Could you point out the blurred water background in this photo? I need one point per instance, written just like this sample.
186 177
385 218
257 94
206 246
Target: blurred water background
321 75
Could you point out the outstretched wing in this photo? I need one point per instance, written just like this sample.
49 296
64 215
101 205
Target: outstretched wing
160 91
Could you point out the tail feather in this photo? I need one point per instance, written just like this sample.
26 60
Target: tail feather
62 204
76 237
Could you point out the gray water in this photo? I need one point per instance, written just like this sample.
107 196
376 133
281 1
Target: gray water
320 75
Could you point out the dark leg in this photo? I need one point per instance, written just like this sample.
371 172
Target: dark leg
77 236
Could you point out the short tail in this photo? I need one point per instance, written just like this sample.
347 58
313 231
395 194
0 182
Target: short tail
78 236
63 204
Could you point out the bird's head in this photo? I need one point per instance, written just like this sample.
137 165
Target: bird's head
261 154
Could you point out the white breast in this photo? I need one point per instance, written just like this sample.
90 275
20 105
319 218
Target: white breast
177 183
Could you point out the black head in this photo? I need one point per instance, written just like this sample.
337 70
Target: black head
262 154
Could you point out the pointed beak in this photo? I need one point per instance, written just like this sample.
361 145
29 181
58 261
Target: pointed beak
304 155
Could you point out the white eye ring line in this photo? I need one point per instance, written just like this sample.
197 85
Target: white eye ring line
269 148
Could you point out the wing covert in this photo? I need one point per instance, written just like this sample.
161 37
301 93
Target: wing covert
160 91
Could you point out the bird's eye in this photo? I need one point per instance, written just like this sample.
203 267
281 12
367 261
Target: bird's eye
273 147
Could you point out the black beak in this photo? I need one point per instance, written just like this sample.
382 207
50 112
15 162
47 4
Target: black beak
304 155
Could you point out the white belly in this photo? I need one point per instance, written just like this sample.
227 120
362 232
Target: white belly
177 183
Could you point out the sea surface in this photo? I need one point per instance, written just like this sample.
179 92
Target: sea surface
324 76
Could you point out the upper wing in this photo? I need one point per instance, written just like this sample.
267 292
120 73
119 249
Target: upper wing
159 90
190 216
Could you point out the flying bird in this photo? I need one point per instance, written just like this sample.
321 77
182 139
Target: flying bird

_WHAT IS REQUIRED:_ Rewrite all the records above, changing every "Target" to "Label" and leaving everything else as it is.

_OUTPUT:_
Could you point out the blurred water background in this photo? I need one point per instance, written just like this sample.
186 177
385 218
257 94
206 246
Label: blurred water background
321 75
Could you point out the outstretched wing in this photo? I need one point per instance, written just like this sample.
49 296
64 215
101 205
Label: outstretched wing
160 91
Could you point out the tail feather in this photo? I need one point per instance, written just like this sample.
26 60
Label: tail feather
62 204
76 237
Could you point out the gray water in this photo? I need one point per instance, written just like this sample.
107 196
376 133
281 1
Label: gray water
320 75
Could you point out the dark leg in this photo? I need one point per instance, written just like this sample.
371 172
Label: dark leg
77 236
Could you point out the short tail in this photo? I need one point per instance, written just like this sample.
347 58
313 231
395 194
0 182
Label: short tail
78 236
63 204
Could you point out the bird's head in this photo? I need one point per instance, written just like this sample.
137 165
Label: bird's head
261 154
Could you point out the white breast in this photo? I need one point per instance, written just like this sample.
90 275
20 105
319 218
Label: white breast
177 183
Could you point out the black head in this photo? I need one point per instance, written just like this sample.
337 70
Label: black head
262 154
Could you point out the pointed beak in this photo? I need one point per instance, written just like this sample.
361 145
29 181
58 261
Label: pointed beak
304 155
Could you point out the white eye ring line in this photo? I need one point per instance, written just like this sample.
197 85
Label: white eye ring line
269 148
Could you point out the wing covert in this photo? I need one point per instance, written just like this sample.
161 37
301 93
Label: wing covert
160 91
Could you point out the bird's eye in this photo? I need one point per instance, written just like this sample.
203 267
281 12
367 261
Label: bird's eye
273 147
Could you point out the black beak in this photo? I need one point per instance, written just like this sample.
382 207
50 112
15 162
47 4
Label: black beak
304 155
Could you point out the white belly in this photo? I need one point per instance, written just like this sample.
227 120
362 232
Label: white belly
177 183
Could you point out the sea surface in this photo? I need one point per instance, written just like this sample.
179 92
Label: sea surface
324 76
Could you point out the upper wing in this photo? I need one point per instance, written just like this sample.
267 292
120 73
119 249
Label: upper wing
159 90
190 216
Could you point out the flying bird in this photo? I need one point per instance, written just like this sample.
321 77
182 139
Label: flying bird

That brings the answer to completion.